## Work to be completed
Return the lines beginning at the one that contains "Target: player's neck" and running to the end of the records, exactly and with nothing else. Omit pictures.

## Data records
::::::::::

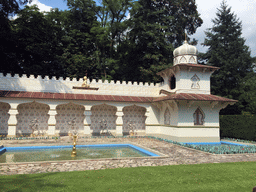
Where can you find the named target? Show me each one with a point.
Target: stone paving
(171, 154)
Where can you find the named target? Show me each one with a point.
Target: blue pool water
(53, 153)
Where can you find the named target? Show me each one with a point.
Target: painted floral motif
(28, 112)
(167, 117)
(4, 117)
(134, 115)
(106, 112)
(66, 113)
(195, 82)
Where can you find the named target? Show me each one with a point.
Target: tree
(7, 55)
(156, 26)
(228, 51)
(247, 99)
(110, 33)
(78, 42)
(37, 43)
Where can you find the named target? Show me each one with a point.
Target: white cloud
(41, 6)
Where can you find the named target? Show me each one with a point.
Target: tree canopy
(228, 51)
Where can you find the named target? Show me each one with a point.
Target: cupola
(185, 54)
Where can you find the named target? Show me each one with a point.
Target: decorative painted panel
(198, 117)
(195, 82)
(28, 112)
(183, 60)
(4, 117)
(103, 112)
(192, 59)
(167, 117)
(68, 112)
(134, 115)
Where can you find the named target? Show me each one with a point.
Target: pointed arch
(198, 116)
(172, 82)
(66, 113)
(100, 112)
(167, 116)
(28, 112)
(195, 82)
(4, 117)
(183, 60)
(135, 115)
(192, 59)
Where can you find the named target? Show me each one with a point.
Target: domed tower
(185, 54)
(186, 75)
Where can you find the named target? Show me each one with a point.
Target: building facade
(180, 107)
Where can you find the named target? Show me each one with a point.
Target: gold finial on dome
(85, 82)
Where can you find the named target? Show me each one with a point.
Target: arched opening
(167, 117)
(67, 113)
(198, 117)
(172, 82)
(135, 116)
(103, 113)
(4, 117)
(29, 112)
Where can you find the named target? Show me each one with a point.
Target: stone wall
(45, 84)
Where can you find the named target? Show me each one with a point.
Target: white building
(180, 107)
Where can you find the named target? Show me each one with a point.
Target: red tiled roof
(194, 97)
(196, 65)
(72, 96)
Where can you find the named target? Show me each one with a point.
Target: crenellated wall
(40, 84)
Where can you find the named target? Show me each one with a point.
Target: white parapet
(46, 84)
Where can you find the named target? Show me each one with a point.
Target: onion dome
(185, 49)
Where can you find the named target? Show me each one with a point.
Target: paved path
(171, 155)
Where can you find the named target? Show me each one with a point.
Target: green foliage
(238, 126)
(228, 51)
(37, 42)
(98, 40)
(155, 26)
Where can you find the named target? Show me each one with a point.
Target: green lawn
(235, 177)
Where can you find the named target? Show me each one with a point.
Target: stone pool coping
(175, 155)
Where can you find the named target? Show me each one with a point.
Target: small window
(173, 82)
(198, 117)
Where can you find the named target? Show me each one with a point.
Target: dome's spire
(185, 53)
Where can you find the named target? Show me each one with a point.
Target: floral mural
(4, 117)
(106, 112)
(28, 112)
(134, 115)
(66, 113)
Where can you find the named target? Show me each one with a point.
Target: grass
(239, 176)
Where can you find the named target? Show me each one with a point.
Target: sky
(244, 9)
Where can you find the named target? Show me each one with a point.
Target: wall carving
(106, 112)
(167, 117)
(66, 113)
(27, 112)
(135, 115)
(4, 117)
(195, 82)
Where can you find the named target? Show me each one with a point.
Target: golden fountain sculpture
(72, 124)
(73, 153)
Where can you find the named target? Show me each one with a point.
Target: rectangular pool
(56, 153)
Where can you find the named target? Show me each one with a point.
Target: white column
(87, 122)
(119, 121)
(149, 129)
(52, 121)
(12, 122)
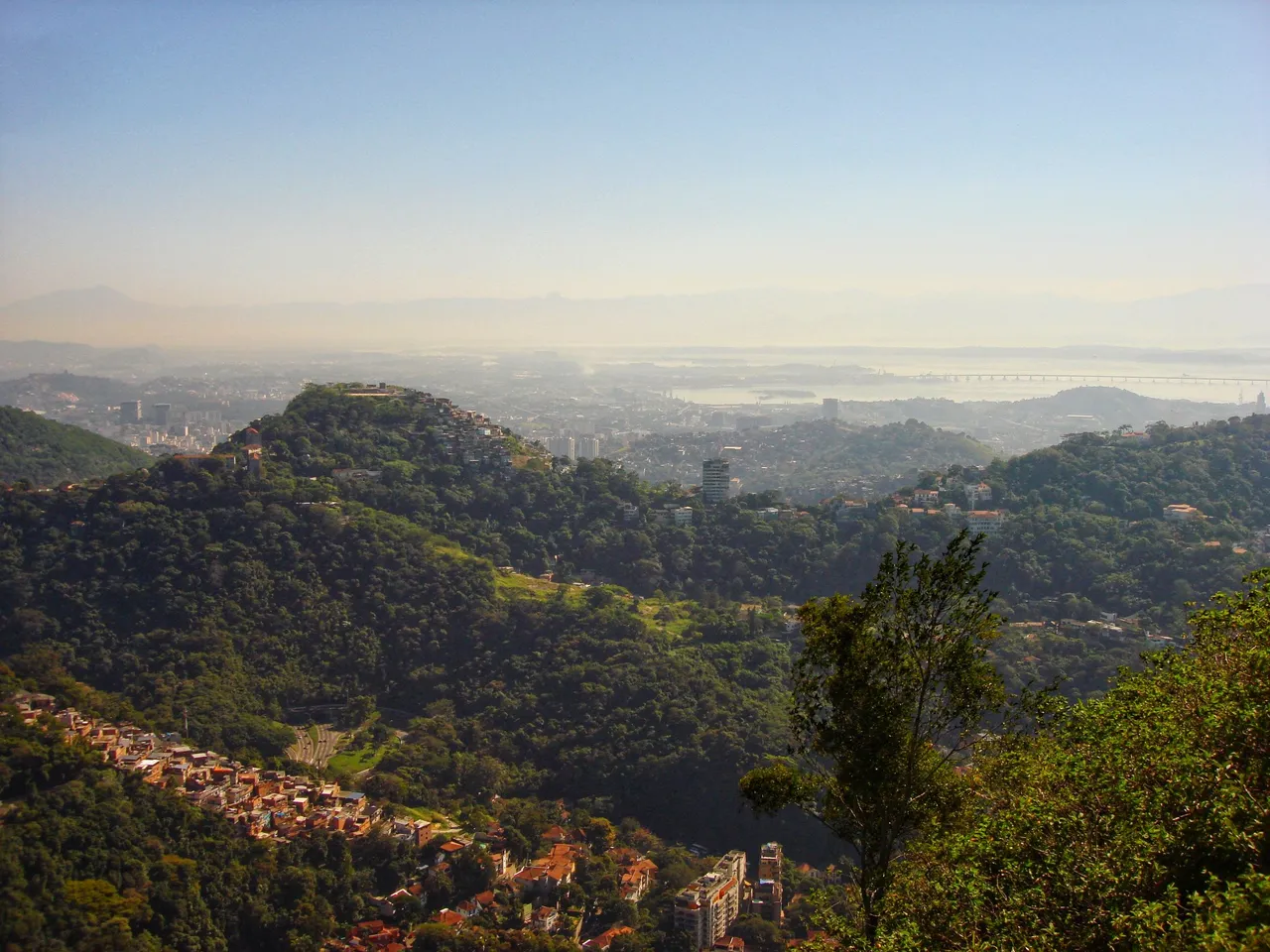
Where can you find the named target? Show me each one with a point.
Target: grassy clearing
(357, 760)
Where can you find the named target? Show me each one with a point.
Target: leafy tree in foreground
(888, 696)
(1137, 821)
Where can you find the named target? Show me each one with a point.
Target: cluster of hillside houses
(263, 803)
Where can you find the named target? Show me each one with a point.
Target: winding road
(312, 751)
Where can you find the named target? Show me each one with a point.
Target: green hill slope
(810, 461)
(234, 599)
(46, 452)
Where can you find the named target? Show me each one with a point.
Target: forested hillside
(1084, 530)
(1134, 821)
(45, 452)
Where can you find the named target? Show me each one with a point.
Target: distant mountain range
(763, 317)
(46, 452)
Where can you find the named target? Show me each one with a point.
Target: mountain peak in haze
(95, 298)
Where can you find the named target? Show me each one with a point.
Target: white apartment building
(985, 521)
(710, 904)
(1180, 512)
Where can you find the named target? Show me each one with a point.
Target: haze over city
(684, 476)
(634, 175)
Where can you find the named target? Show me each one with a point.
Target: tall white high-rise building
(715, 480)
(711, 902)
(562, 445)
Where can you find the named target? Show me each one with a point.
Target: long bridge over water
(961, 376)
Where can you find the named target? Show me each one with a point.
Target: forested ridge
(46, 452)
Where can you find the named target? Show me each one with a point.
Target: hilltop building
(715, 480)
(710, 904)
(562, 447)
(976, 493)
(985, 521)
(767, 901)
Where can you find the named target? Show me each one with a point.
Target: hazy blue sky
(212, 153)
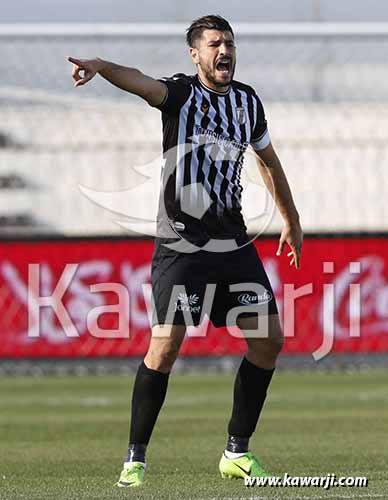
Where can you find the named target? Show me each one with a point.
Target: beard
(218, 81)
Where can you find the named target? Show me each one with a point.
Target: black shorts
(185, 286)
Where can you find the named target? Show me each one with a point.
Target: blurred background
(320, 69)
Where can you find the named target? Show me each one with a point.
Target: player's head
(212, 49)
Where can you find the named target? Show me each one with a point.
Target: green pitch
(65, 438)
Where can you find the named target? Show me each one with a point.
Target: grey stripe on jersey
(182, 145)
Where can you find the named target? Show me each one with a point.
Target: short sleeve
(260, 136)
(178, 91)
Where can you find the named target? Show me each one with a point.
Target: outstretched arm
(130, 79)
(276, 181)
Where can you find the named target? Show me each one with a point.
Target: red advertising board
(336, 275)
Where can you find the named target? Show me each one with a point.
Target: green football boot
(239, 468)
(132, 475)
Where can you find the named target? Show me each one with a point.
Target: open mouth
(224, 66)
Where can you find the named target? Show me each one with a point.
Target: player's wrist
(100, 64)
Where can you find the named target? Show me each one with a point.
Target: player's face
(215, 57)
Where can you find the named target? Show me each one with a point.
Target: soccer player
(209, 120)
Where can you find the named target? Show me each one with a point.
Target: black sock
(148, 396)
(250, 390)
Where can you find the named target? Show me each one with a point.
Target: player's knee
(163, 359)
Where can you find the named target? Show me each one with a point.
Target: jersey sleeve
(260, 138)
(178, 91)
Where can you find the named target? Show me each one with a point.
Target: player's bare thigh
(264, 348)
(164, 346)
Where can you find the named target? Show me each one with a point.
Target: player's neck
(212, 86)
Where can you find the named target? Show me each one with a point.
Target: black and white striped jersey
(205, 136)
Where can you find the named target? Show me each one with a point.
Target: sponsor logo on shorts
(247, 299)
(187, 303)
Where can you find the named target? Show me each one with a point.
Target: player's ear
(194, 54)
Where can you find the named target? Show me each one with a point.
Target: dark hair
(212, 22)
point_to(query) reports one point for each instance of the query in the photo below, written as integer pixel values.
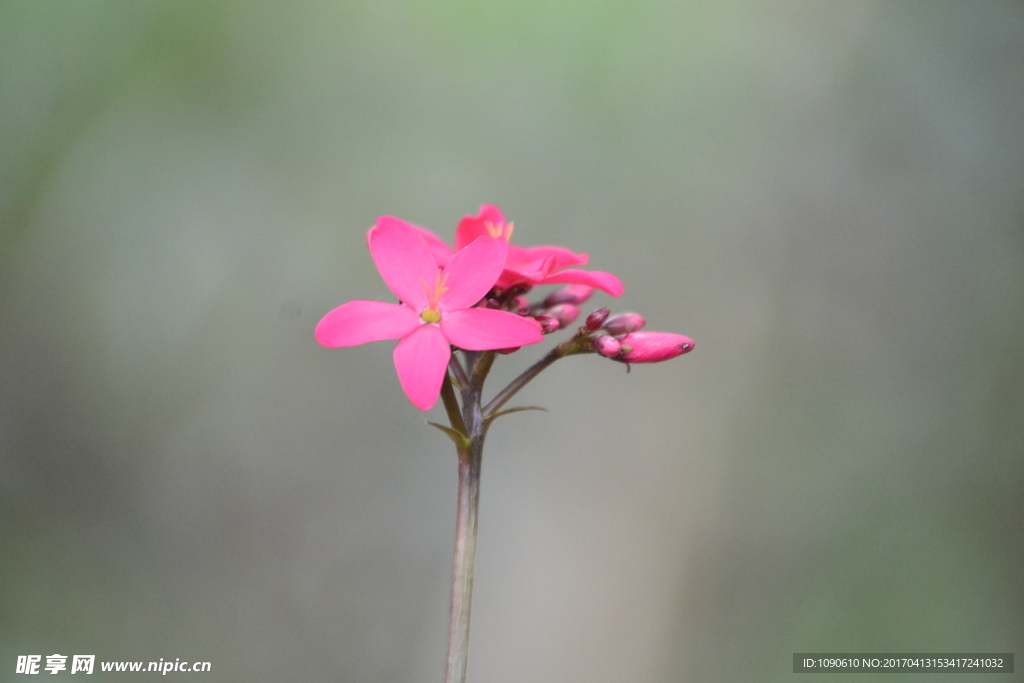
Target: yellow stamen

::::::::::

## Answer area
Target: player's neck
(212, 86)
Where can you find the named target? Show me each one with a point.
Target: black and white striped jersey
(205, 136)
Where can you find the named target? Show me each one with a point.
Target: sponsor logo on shorts
(247, 299)
(187, 303)
Where can you find the named target? Show me each one with a point.
Target: player's ear
(194, 54)
Where can you find the named target? Show me each one with a point.
Target: dark hair
(212, 22)
point_to(query) reports one point for each instance of the query in the photo below, written as integer pixel values.
Target: yellow stamen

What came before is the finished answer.